From the first line of the entries below through the line bearing "the red painted", write out each line exactly. Omit pictures.

[[ Provided information, beginning ]]

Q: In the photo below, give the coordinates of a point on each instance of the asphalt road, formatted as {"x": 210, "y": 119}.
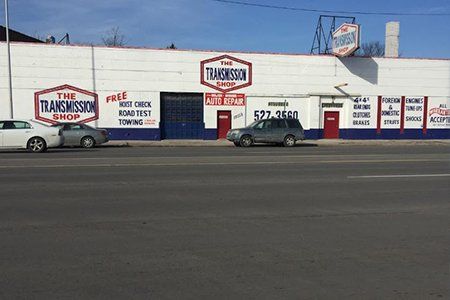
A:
{"x": 335, "y": 222}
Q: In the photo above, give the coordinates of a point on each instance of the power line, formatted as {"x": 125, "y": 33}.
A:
{"x": 329, "y": 11}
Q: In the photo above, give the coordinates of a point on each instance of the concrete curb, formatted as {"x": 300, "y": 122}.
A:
{"x": 225, "y": 143}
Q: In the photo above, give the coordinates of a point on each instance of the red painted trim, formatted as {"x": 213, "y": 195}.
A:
{"x": 402, "y": 115}
{"x": 379, "y": 115}
{"x": 425, "y": 115}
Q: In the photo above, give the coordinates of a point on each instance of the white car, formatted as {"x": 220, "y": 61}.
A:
{"x": 28, "y": 134}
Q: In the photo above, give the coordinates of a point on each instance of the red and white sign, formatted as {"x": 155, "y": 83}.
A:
{"x": 226, "y": 73}
{"x": 65, "y": 103}
{"x": 224, "y": 99}
{"x": 346, "y": 39}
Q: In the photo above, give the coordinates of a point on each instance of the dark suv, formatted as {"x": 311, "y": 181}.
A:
{"x": 284, "y": 131}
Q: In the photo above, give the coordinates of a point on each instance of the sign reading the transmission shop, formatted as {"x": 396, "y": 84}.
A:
{"x": 226, "y": 73}
{"x": 66, "y": 103}
{"x": 346, "y": 39}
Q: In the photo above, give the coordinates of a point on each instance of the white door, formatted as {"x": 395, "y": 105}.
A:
{"x": 15, "y": 133}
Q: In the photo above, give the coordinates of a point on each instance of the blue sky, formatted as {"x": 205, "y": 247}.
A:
{"x": 205, "y": 24}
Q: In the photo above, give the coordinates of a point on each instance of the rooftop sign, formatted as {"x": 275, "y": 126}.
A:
{"x": 346, "y": 39}
{"x": 226, "y": 73}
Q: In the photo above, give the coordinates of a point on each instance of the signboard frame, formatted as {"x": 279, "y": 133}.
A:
{"x": 354, "y": 47}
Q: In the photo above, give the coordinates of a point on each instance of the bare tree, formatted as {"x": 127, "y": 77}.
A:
{"x": 114, "y": 37}
{"x": 371, "y": 49}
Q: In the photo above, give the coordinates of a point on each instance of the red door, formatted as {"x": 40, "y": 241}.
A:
{"x": 331, "y": 125}
{"x": 223, "y": 123}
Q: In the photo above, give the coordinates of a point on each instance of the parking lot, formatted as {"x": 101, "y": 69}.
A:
{"x": 309, "y": 222}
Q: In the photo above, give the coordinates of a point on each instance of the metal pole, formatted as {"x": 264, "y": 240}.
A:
{"x": 9, "y": 59}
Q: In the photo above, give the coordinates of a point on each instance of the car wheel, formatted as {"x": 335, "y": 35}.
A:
{"x": 37, "y": 145}
{"x": 87, "y": 142}
{"x": 289, "y": 141}
{"x": 246, "y": 141}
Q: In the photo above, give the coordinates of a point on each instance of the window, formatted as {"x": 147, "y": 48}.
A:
{"x": 21, "y": 125}
{"x": 77, "y": 127}
{"x": 15, "y": 125}
{"x": 259, "y": 125}
{"x": 278, "y": 123}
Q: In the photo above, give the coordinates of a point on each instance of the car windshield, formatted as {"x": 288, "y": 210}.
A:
{"x": 253, "y": 124}
{"x": 40, "y": 123}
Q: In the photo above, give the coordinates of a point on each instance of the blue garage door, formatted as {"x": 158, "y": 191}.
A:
{"x": 182, "y": 116}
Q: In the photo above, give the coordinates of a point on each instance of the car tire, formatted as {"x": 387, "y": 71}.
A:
{"x": 36, "y": 145}
{"x": 246, "y": 141}
{"x": 289, "y": 141}
{"x": 88, "y": 142}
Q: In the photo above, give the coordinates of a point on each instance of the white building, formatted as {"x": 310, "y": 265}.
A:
{"x": 153, "y": 94}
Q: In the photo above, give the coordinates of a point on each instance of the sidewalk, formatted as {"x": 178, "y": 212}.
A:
{"x": 225, "y": 143}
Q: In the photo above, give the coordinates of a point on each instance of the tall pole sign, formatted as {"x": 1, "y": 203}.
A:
{"x": 346, "y": 40}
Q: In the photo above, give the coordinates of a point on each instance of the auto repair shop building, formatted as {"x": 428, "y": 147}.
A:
{"x": 153, "y": 94}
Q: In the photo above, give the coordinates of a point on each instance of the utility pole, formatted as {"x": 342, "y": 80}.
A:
{"x": 9, "y": 60}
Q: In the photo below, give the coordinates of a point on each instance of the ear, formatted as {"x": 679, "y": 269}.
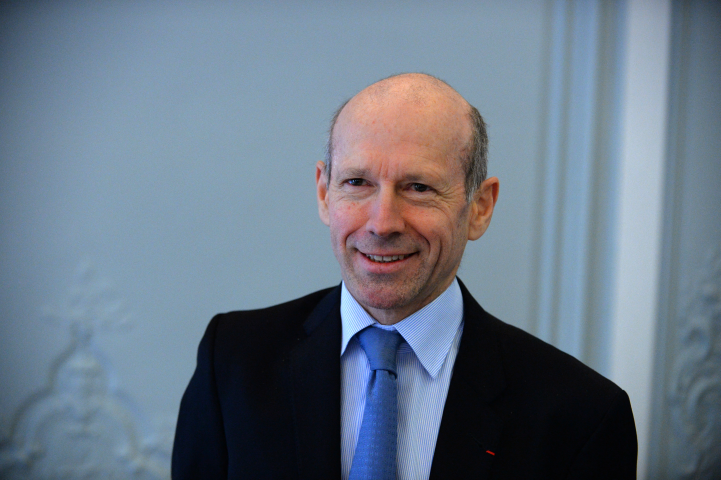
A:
{"x": 482, "y": 208}
{"x": 321, "y": 185}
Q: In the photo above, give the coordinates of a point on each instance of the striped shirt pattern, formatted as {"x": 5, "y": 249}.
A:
{"x": 425, "y": 365}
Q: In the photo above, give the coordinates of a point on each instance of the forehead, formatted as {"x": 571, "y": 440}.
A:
{"x": 384, "y": 129}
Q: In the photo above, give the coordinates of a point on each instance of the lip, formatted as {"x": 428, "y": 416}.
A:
{"x": 385, "y": 267}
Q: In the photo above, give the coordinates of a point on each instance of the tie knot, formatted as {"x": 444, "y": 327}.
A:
{"x": 381, "y": 347}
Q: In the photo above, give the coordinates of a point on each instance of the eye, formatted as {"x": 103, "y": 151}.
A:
{"x": 355, "y": 182}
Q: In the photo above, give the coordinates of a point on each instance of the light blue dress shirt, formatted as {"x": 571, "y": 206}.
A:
{"x": 425, "y": 365}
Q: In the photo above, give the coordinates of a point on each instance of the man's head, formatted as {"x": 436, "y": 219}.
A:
{"x": 397, "y": 193}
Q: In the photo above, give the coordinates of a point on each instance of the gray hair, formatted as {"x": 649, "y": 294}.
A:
{"x": 474, "y": 156}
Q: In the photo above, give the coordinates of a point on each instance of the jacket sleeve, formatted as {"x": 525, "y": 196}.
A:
{"x": 200, "y": 450}
{"x": 611, "y": 452}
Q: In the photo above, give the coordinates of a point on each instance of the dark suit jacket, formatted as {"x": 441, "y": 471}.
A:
{"x": 264, "y": 402}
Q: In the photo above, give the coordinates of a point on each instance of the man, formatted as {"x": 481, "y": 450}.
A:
{"x": 291, "y": 391}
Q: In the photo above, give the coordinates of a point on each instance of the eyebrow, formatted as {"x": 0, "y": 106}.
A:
{"x": 353, "y": 172}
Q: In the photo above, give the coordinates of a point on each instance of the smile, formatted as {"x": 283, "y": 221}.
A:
{"x": 385, "y": 259}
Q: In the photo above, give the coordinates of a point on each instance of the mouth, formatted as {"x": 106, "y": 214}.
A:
{"x": 386, "y": 258}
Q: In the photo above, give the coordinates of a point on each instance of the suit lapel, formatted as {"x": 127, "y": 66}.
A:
{"x": 470, "y": 428}
{"x": 315, "y": 383}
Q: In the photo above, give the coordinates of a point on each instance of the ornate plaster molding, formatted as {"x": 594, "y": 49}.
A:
{"x": 81, "y": 426}
{"x": 694, "y": 395}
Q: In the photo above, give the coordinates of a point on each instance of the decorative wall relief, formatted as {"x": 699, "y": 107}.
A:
{"x": 81, "y": 426}
{"x": 694, "y": 395}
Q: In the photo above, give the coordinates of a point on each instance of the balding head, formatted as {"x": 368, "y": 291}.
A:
{"x": 435, "y": 106}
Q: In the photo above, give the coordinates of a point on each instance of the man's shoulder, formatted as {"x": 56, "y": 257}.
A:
{"x": 531, "y": 361}
{"x": 271, "y": 326}
{"x": 543, "y": 379}
{"x": 282, "y": 315}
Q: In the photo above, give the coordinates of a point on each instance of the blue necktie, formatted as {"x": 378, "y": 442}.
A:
{"x": 375, "y": 453}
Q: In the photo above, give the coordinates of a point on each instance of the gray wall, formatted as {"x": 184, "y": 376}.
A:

[[ Provided information, end ]]

[Exercise result]
Q: In the photo below, give the coordinates of a point on each instance of the asphalt road, formatted as {"x": 210, "y": 119}.
A:
{"x": 335, "y": 222}
Q: In the photo above, give the coordinates of a point on each instance of the power line, formatted as {"x": 125, "y": 33}.
A:
{"x": 329, "y": 11}
Q: In the photo above, give the coordinates of a point on each instance of the concrete curb, formatted as {"x": 300, "y": 122}.
A:
{"x": 225, "y": 143}
Q: In the photo above, give the coordinates of a point on each instance of the red painted trim, formatted as {"x": 213, "y": 195}.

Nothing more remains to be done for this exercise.